> _Job item 1_
Locate every line in the records that contains the word "negative", and copy each of those lines.

We can now generalise, then, the conditions of the rise of the arts and sciences in medieval Italy. First we have seen commerce, handicraft, and architecture flourish in the new free cities, as they did at the same time in Genoa, Pisa, and Venice. In the south, again, in the Two Sicilies, under the reign of Frederick II, prosperous industry and commerce, in contact and rivalry with those of the Saracens, supplied a similar basis, though without yielding such remarkable fruits. There, however, on the stimulus of Saracen literature, occur the decided beginnings of a new literature, in a speech at once vernacular and courtly, as being accepted by the emperor and the aristocracy. The same conditions, indeed, had existed before Frederick, under the later Norman kings; and it is in Sicily about 1190 that we must date the oldest known verses in an Italian dialect.[568] Some of them refer to Saladin; and the connection between Italian and Arab literature goes deeper than that detail; for there is reason to suppose that in Europe the very use of rhyme, arising as it thus did in the sphere of Saracen culture-contact, derives from Saracen models.[569] In any case, the Moorish poetry certainly influenced the beginnings of the Italian and Spanish. About the same time, however, there occurs the important literary influence of the troubadours, radiating from Provence, where, again, the special source of fertilisation was the culture of the Moors.[570] The Provençal speech, developed in a more stable life,[571] took literary form before the Italian, and yielded a literature which was the most effective stimulus to that of Italy. And, broadly speaking, the troubadours stood socially for either the leisured upper class or a class which entertained and was supported by it.

Here, then, as regards imaginative and artistic literature, we find the beginnings made in the sphere of the beneficent prince or "tyrant." But, exactly as in Greece, it is only in the struggling and stimulating life of the free cities that there arises, after the period of primary song, the great reflective literature, the great art: and, furthermore, the pursuit of letters at the courts of the princes is itself a result of outside stimulus. It needed the ferment of Moorish culture—itself promoted by the special tolerance of the earlier Ommiades towards Jews and Christians—to produce the literary stir in Sicily and Provence. Again, while the Provençal life, like the Moorish, included a remarkable development of free thought, the first great propagation of quasi-rational heresy in the south occurring in Provence, it was in the free Italian cities, where also many Cathari and Paterini were found for burning, that there arose the more general development of intelligence. That is to say, the intellectual climate, the mental atmosphere, in which great literature grows, is here as elsewhere found to be supplied by the "free" State, in which men's wills and ideas clash and compromise.[572] In turbulent Florence of the thirteenth century was nourished the spirit of Dante. And it is with art as with literature. Modern painting begins in the thirteenth century in Florence with Cimabue, and at Siena with Duccio, who, trained like previous Italian painters of other towns in the Byzantine manner, transcended it and led the Renaissance.

> _Dataset records_
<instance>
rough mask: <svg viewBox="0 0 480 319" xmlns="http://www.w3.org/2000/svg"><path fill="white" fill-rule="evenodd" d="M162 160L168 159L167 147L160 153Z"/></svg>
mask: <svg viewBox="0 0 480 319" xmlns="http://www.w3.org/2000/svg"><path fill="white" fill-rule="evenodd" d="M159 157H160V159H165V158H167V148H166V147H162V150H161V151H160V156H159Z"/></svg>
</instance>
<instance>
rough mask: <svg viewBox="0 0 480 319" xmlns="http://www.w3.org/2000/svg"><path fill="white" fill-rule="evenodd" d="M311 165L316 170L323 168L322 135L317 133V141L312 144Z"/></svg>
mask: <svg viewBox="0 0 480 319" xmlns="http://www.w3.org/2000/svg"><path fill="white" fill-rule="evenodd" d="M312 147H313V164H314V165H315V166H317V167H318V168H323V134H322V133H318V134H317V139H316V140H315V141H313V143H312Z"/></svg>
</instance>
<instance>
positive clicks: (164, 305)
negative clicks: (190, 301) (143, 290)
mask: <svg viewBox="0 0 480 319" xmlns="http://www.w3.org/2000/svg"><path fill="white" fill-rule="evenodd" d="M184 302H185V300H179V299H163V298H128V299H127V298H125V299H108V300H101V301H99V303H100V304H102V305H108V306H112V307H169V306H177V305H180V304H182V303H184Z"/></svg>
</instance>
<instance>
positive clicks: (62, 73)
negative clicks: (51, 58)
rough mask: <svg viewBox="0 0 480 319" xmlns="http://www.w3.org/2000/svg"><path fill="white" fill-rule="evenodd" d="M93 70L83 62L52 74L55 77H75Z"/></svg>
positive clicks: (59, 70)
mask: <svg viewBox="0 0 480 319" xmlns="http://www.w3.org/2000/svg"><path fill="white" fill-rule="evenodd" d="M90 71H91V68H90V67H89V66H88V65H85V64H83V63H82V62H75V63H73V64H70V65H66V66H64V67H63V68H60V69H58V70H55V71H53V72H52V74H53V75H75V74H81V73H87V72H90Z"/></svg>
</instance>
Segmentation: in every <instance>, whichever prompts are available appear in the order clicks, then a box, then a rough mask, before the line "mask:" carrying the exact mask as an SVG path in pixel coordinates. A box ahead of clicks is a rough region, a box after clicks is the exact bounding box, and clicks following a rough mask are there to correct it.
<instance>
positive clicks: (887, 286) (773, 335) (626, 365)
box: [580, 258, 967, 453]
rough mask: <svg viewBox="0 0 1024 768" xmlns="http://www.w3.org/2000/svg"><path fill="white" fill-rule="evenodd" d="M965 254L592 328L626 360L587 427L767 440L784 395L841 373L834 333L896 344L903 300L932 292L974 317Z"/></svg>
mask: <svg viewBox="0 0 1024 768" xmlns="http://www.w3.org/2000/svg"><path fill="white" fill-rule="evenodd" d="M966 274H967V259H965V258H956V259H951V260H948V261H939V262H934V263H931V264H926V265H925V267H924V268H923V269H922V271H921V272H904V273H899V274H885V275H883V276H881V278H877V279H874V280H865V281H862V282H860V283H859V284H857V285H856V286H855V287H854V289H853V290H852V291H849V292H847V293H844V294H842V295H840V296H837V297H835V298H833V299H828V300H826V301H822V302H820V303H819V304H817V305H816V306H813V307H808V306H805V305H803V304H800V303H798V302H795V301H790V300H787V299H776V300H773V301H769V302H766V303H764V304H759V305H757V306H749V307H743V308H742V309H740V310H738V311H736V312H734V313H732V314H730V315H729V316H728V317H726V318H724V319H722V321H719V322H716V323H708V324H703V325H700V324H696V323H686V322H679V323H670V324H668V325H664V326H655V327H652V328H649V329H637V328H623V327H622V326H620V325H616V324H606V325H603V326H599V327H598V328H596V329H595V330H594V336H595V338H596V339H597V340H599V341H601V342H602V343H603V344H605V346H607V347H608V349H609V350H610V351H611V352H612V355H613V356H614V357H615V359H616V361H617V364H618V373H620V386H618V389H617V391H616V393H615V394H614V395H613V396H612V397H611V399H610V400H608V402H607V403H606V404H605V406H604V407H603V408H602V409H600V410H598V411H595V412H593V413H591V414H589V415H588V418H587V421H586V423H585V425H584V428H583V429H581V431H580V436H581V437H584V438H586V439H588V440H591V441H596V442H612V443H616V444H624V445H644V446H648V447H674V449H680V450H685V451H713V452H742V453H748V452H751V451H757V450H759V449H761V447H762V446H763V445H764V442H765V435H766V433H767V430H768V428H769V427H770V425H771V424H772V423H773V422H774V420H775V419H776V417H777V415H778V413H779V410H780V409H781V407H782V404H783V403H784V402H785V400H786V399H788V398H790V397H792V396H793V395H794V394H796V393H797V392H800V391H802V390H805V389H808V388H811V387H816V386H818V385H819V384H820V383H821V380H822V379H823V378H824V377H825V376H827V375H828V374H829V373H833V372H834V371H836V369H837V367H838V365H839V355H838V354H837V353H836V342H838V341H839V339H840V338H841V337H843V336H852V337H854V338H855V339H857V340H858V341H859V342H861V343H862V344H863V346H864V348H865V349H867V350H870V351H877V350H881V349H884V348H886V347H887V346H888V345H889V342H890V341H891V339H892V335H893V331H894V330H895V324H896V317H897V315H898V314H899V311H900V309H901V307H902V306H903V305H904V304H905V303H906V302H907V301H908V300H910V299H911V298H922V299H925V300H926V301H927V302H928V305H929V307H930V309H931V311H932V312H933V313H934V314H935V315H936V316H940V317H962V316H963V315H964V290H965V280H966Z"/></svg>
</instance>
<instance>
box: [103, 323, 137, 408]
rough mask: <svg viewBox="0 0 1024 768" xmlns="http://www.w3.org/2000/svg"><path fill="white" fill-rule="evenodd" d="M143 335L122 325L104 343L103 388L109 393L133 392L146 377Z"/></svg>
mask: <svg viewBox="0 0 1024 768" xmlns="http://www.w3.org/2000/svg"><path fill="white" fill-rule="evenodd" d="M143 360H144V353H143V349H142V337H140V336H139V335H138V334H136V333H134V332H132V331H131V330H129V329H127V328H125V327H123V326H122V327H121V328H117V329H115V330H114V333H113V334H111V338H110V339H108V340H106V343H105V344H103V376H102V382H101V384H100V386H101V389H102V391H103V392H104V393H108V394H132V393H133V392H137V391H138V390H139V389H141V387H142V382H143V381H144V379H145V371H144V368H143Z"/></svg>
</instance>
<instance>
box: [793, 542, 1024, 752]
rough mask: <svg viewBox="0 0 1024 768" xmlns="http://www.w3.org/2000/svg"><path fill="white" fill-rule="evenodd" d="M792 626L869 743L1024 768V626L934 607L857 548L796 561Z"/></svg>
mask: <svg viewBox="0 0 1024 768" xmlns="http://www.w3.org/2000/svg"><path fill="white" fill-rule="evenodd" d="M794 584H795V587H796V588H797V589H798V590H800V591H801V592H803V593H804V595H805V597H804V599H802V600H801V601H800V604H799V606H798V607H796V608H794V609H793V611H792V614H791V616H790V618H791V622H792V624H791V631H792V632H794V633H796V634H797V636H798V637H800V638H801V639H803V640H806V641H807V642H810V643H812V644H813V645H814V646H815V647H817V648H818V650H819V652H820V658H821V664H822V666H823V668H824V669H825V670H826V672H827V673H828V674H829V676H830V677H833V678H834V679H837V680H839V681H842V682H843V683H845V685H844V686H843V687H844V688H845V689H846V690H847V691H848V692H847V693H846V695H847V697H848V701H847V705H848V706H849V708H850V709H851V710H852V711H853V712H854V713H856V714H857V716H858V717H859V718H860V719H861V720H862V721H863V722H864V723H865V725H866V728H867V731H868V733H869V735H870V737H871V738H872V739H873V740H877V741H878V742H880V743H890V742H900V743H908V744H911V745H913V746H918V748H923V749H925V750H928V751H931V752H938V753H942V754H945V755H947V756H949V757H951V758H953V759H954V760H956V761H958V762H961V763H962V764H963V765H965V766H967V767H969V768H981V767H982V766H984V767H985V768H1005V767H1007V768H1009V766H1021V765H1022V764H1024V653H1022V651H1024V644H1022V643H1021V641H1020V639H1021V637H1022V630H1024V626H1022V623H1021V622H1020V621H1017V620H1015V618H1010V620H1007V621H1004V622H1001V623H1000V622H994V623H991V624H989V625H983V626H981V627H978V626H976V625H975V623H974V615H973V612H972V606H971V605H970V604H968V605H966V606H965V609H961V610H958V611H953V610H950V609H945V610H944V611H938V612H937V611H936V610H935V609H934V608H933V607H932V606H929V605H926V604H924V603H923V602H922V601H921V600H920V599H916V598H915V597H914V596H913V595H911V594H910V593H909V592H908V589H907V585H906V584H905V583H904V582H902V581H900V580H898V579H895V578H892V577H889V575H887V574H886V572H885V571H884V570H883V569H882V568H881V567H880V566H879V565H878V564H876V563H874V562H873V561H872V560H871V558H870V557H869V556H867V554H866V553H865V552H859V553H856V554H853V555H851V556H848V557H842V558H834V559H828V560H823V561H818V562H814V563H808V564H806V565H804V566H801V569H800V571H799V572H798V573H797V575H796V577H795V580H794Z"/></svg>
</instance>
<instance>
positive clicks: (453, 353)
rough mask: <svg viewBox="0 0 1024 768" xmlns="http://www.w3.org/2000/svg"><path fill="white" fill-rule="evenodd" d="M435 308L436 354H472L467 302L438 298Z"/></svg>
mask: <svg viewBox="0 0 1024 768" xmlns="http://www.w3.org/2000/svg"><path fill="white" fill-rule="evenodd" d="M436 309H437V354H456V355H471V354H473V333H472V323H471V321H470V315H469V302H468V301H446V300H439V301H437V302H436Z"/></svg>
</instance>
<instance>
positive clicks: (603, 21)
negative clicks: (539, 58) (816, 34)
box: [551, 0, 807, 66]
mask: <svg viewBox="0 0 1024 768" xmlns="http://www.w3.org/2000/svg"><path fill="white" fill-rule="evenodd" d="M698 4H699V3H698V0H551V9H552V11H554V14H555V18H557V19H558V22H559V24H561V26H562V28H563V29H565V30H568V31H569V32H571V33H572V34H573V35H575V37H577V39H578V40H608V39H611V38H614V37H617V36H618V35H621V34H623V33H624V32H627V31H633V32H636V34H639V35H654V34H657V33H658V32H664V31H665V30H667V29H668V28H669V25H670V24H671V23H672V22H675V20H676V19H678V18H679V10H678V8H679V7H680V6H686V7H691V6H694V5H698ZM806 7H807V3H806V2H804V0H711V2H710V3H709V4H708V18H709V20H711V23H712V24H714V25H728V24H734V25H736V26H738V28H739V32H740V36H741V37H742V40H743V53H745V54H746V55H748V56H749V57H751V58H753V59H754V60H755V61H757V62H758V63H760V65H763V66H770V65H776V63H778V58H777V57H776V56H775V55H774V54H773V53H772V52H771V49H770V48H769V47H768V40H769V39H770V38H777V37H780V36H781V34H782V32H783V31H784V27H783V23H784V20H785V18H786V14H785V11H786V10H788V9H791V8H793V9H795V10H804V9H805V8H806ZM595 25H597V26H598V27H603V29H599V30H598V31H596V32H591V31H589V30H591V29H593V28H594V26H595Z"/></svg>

> _Job item 2_
Condense the paragraph of the passage on medieval Italy that begins "We can now generalise, then" into a bulleted list that keeps its main facts.

> _Your response 1_
negative clicks: (190, 301) (143, 290)
negative clicks: (51, 58)
negative clicks: (539, 58) (816, 34)

> _Your response 2_
- In medieval Italy, the arts and sciences rose first where commerce, handicraft, and architecture flourished in the new free cities, as they also did in Genoa, Pisa, and Venice.
- In the Two Sicilies under Frederick II, prosperous industry and commerce provided a similar basis, though with less remarkable results. This trade was in contact and rivalry with the Saracens.
- There, stimulated by Saracen literature, a new literature began in a speech that was both vernacular and courtly, because the emperor and the aristocracy accepted it.
- The same conditions existed earlier under the later Norman kings. The oldest known verses in an Italian dialect date from Sicily about 1190, and some of them refer to Saladin.
- There is reason to suppose that the European use of rhyme derives from Saracen models. Moorish poetry certainly influenced the beginnings of Italian and Spanish literature.
- The troubadours of Provence were another important influence, and their culture was also fertilized by the Moors. Provençal took literary form before Italian and was the most effective stimulus to Italian literature.
- Socially, the troubadours stood for either the leisured upper class or a class that entertained it and was supported by it.